- _The task_:
Your reply should be the whole listing, copied exactly, with the pictures left out.
====================
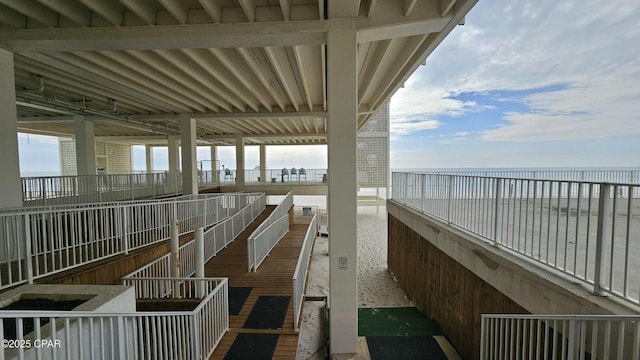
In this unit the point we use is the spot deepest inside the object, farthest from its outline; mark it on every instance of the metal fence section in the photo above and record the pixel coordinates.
(38, 242)
(265, 236)
(631, 175)
(590, 231)
(564, 337)
(84, 189)
(297, 175)
(137, 335)
(216, 238)
(302, 267)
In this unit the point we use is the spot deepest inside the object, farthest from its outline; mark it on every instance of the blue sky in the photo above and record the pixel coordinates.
(526, 83)
(539, 83)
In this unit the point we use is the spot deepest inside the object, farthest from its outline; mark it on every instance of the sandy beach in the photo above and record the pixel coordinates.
(376, 286)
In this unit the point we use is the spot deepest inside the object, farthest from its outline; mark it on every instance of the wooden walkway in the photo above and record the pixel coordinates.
(273, 278)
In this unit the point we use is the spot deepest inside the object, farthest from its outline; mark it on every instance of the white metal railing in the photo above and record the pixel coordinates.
(630, 175)
(302, 267)
(137, 335)
(590, 231)
(36, 242)
(216, 238)
(84, 189)
(296, 175)
(265, 236)
(561, 337)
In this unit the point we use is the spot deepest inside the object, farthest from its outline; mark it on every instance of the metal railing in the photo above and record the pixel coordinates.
(561, 337)
(590, 231)
(593, 175)
(296, 175)
(302, 267)
(137, 335)
(266, 236)
(36, 242)
(84, 189)
(216, 238)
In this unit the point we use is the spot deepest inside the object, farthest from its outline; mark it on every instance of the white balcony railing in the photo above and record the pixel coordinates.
(559, 337)
(590, 231)
(85, 189)
(302, 267)
(216, 238)
(138, 335)
(267, 235)
(36, 242)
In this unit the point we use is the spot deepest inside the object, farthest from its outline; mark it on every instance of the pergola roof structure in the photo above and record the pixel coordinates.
(255, 68)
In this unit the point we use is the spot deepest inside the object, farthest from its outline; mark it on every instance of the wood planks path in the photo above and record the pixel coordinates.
(273, 278)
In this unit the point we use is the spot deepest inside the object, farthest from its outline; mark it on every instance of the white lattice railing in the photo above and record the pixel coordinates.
(216, 238)
(36, 242)
(589, 231)
(559, 337)
(267, 235)
(302, 267)
(137, 335)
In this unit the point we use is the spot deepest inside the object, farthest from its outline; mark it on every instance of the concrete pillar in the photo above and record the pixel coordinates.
(148, 152)
(215, 170)
(85, 146)
(239, 161)
(341, 137)
(188, 146)
(10, 183)
(172, 147)
(199, 238)
(263, 163)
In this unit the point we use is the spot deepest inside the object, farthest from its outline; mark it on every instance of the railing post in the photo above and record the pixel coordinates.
(199, 239)
(497, 225)
(602, 238)
(131, 186)
(449, 198)
(28, 251)
(125, 228)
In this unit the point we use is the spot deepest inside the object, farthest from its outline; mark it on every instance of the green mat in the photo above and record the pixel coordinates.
(397, 321)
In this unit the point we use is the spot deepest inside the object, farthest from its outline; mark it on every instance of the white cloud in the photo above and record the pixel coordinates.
(589, 46)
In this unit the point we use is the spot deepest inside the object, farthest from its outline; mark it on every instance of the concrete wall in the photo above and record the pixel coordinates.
(454, 277)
====================
- _Response_:
In this unit the point we use is the spot deepest inside the object, farthest from its outline; mark it on every instance of the metal fence section in the photo above and record the pixel coordinates.
(38, 242)
(265, 236)
(631, 175)
(590, 231)
(564, 337)
(84, 189)
(297, 175)
(137, 335)
(216, 238)
(302, 267)
In this unit the point we use is the spot deepest inside the object, farthest from its outline; mark it on every instance of the blue sky in the photo above and record the pixel coordinates.
(526, 83)
(539, 83)
In this unit the point we use is the spot deepest inside the object, farthest from its outline; mark it on every instance of the sandy beach in the photo above and record the pixel coordinates.
(376, 286)
In this unit the point we use is the spot deepest inside the object, farthest from its outline; mark it on every instance of the wooden walkway in the photo above and record the pixel coordinates.
(273, 278)
In this unit the point we use is the spot deepest inside the object, farthest from its outline; mark it on every instance of the white metal railing in the photo above and record the pixel coordinates.
(630, 175)
(302, 267)
(137, 335)
(590, 231)
(36, 242)
(216, 238)
(84, 189)
(296, 175)
(265, 236)
(561, 337)
In this unit the point we use is the spot deepest inside the object, farthest from its outline; mark it on every instance of the metal railing in the photo above and record the pixel coordinates.
(561, 337)
(590, 231)
(593, 175)
(296, 175)
(302, 267)
(137, 335)
(266, 236)
(36, 242)
(84, 189)
(216, 238)
In this unit the point we use is the spot deepest inside the object, farthest from its outline; mark it on every instance of the white balcony railing in the photo above and record the pixel coordinates.
(559, 337)
(590, 231)
(85, 189)
(302, 267)
(216, 238)
(138, 335)
(267, 235)
(36, 242)
In this unit the point we use is the spot deepest inside the object, farthest from its outline; mark it on every instance of the pergola roof structure in the photo above and record the pixel coordinates.
(255, 68)
In this unit the point we use is the spot deepest inside the object, farthest from its outline; mark it on every instance of the wood planks path in the photo above and record the pixel coordinates.
(273, 278)
In this unit the point we use is the spot deepest inside the object, farthest from its outline; mark it on every instance of the white lattice railing in the photo above and record the pixel coordinates.
(216, 238)
(36, 242)
(589, 231)
(559, 337)
(267, 235)
(302, 267)
(137, 335)
In this unit the point we use is the spot deepest inside the object, farthest from its outline; mark it on every instance of the concrete pillar in the photo above and record the pixel coordinates.
(148, 152)
(215, 170)
(85, 146)
(239, 161)
(341, 137)
(188, 146)
(10, 183)
(172, 147)
(199, 238)
(263, 163)
In this unit the point we use is the spot deepest inside the object, farthest from its outline; mark it on every instance of the railing post in the photo above and record the pixel coordinates.
(199, 239)
(497, 225)
(602, 238)
(131, 186)
(449, 198)
(28, 251)
(125, 228)
In this unit the point we use is the spot deepest inside the object, farthest from its outline; mark it on every instance of the green mat in the photo above and record the pixel coordinates.
(397, 321)
In this unit the point we use is the spot deepest inside the object, farthest from its outline; mark it on every instance of the white cloud in the photo above and record the pixel coordinates.
(589, 46)
In this unit the point we use is the spot deepest inside the object, farthest from its outline; mark it on every instance of the concrete wall in the photo above and record the pixel coordinates.
(454, 277)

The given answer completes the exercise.